- [TEXTE SOURCE]
══════════

Le 11 juin 1940, l'ordre étant donné d'évacuer Verdun, la communauté du Carmel part sur les routes de l'exode, avec pour objectif Moulins, accompagnée de son aumônier le père François, curé de Saint Victor. Finalement après de nombreux rebondissements épiques, dont nous conservons un récit impressionnant, elles arrivent à Lyon où grâce au Cardinal Gerlier, elles trouveront refuge au Carmel de Fourvière. Les carmélites de ce lieux étaient elles-mêmes parties en exile à ce moment là. Par la suite, les deux communautés vont se trouver à cohabiter ensemble dans ce même Carmel, pendant plusieurs mois.
Dès le 7 août 1940, Mère Germaine intrépide revient dans son Carmel, accompagnée du P François et de deux sœurs, sans aucun papier régulier, à travers la zone occupée et la zone interdite.
Durant leur absence, le Carmel avait eu le temps d'être pillé. Mère Germaine et les deux sœurs présentes, se mettent tout de suite au travail pour le remettre en ordre. Par ailleurs, elles se montrèrent très bonnes pour les prisonniers de la caserne Niel de Thierville quand ils pouvaient avoir des permissions de sortie.
Les casernes Niel et de Jardin-Fontaine avaient été transformées en Frontstalag n° 240, d’août 1940 à mars 1941. Dans des dortoirs surpeuplés, infestés de vermines, les prisonniers, sous-alimentés, attendront vainement une libération espérée, jusqu’à leur départ en train, mais dans des wagons à bestiaux, vers une destination inconnue outre-Rhin.
A ses risques et périls, Mère Germaine a aussi aidés un certain nombre de prisonniers à s'évader, sur leurs demandes, avant qu’ils ne soient envoyés en Allemagne. Notamment en leur fournissant des habits civils qu'ils venaient revêtir au Carmel, en toute discrétion. Ceux-ci lui en furent très reconnaissants.
Ce n’est que le 22 novembre 1940 que les 17 religieuses, qui restaient à Lyon, sont autorisées par le Cardinal Gerlier à tenter l’aventure de reprendre la route pour rejoindre Verdun.
Mère Germaine pouvait être fière de ses sœurs. Elle n’oubliera pas sa promesse d’effectuer un pèlerinage à Notre-Dame des clés, juste au-dessus du Carmel, dont la statue est vénérée en l’église Saint Victor, et devant laquelle, le 15 juin 1940, l’abbé François avait déposé la clé de l’entrée du Carmel.
Le 10 juin 1940, l'ordre d'évacuation générale de Verdun est donné. Monsieur le curé de Saint-Victor, le père François, vient en avertir notre Mère à 10 h du soir, pendant Matines et le départ de la communauté se décide pour le lendemain. « Laissez les sœurs achever Matines, dit notre Mère, après quoi on se préparera. » Ainsi fut fait.

══════════

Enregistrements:

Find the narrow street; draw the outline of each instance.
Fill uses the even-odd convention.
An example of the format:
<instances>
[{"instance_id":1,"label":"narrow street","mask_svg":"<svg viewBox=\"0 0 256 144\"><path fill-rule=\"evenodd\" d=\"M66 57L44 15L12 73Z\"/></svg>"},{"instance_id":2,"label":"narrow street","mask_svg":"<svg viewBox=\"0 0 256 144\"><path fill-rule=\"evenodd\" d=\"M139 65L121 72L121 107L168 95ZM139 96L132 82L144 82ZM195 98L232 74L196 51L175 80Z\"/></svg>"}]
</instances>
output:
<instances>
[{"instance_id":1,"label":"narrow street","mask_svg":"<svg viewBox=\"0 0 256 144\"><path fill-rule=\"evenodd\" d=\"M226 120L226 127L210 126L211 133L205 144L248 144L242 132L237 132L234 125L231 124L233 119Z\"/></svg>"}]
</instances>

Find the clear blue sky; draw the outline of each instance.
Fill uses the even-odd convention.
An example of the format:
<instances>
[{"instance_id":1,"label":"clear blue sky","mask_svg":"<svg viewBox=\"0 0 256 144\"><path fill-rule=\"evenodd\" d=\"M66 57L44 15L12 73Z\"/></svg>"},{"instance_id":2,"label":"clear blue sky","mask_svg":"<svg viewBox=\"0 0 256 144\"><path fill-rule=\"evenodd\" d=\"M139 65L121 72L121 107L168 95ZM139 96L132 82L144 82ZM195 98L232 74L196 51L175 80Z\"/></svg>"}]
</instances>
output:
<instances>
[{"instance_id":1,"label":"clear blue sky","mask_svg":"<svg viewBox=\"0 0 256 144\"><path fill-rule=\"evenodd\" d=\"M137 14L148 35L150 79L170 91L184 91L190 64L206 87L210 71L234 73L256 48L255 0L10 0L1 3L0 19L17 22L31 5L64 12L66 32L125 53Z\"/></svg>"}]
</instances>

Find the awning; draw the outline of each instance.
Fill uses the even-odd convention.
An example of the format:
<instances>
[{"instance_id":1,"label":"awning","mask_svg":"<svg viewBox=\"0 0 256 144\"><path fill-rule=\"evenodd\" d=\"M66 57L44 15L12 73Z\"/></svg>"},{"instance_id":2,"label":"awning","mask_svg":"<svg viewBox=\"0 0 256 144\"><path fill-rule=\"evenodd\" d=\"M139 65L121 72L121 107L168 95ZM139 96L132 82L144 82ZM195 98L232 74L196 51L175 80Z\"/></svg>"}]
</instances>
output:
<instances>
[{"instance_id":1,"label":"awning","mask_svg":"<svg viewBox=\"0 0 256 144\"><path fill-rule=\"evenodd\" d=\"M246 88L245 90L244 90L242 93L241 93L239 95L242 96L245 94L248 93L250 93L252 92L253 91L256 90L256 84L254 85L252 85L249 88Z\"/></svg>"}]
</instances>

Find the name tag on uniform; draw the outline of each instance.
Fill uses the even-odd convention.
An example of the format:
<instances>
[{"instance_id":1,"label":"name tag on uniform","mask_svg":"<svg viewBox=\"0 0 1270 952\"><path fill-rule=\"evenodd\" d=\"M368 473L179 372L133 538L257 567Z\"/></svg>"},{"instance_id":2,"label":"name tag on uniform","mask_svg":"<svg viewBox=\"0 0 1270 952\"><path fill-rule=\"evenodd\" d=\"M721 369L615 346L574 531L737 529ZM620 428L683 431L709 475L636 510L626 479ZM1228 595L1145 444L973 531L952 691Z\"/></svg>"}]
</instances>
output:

══════════

- [TRAVAIL DEMANDÉ]
• A. D'après le texte source, dans quel Carmel les religieuses trouvent-elles refuge à Lyon ?
• B. Reproduisez à l'identique le passage du texte source qui commence aux mots « Mère Germaine pouvait » et s'arrête après les mots « l’entrée du Carmel. ».
Les lignes forment un matériel distinct du texte source.

- [CORRIGÉ DE L'EXERCICE]
• A. Au Carmel de Fourvière.

• B.
Mère Germaine pouvait être fière de ses sœurs. Elle n’oubliera pas sa promesse d’effectuer un pèlerinage à Notre-Dame des clés, juste au-dessus du Carmel, dont la statue est vénérée en l’église Saint Victor, et devant laquelle, le 15 juin 1940, l’abbé François avait déposé la clé de l’entrée du Carmel.